- Task inputs -
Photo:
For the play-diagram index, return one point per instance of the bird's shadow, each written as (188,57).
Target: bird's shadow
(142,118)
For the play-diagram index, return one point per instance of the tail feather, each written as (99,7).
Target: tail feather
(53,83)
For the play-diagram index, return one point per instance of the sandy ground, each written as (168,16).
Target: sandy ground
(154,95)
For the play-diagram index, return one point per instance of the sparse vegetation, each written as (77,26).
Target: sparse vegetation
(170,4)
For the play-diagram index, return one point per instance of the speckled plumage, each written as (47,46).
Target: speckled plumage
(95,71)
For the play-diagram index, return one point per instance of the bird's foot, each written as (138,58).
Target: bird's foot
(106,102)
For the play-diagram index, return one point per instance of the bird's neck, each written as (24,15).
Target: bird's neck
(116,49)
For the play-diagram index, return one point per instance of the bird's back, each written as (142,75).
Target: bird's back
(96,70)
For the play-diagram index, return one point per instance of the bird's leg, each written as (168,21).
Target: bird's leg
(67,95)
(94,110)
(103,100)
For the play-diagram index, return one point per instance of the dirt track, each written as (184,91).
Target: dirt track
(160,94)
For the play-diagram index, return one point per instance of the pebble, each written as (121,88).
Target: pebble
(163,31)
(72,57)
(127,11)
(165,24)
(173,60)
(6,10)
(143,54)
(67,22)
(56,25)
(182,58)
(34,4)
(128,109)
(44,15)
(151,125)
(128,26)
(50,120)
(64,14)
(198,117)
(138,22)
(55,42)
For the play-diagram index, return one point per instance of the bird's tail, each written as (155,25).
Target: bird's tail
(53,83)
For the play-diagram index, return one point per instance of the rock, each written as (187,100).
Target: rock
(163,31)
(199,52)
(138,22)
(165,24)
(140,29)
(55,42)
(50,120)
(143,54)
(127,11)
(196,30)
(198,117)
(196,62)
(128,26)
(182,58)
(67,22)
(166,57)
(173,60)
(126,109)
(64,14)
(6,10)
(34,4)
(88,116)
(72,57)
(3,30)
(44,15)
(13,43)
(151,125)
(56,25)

- How to complete this task -
From the first line of the data through the line with "written as (187,100).", quote each line exactly and add nothing else.

- Output for this exercise -
Photo:
For the play-diagram index, return one point per instance of the bird's shadow, each written as (188,57).
Target: bird's shadow
(142,118)
For the play-diagram index, return one point per instance of the tail feather, each written as (99,7).
Target: tail feather
(53,83)
For the play-diagram index, return one point per instance of the sandy ground, each written as (168,16).
Target: sandy ground
(154,95)
For the play-diagram index, return one point per instance of the sparse vegetation, each written as (77,26).
Target: sparse vegetation
(170,4)
For the play-diagram index, return one point per instance of the speckled plumage, each written as (47,46).
Target: speckled plumage
(95,71)
For the play-diagram index, return one point per instance of the bird's foot, each written as (138,58).
Target: bird's foot
(106,102)
For the play-diagram index, return one point per instance of the bird's neck, each written as (24,15).
Target: bird's neck
(116,49)
For the play-diagram index, return one point per instance of the bird's back, each written as (142,75).
Target: bird's back
(96,70)
For the play-diagram index, return one point per instance of the bird's leg, each written as (168,21).
Target: bird's leg
(67,95)
(94,110)
(103,100)
For the play-diagram index, return one point per instance of the dirt track, each written as (184,91).
Target: dirt track
(160,94)
For the play-diagram index, return one point per instance of the pebble, each written as (121,88).
Target: pebble
(163,31)
(72,57)
(127,11)
(165,24)
(173,60)
(6,10)
(143,54)
(67,22)
(56,25)
(182,58)
(34,4)
(128,109)
(44,15)
(151,125)
(128,26)
(50,120)
(64,14)
(198,117)
(138,22)
(55,42)
For the play-diagram index, return one point per instance of the bird's tail, each written as (155,25).
Target: bird's tail
(53,83)
For the play-diagram index, return one point per instance of the rock, each written as (187,100).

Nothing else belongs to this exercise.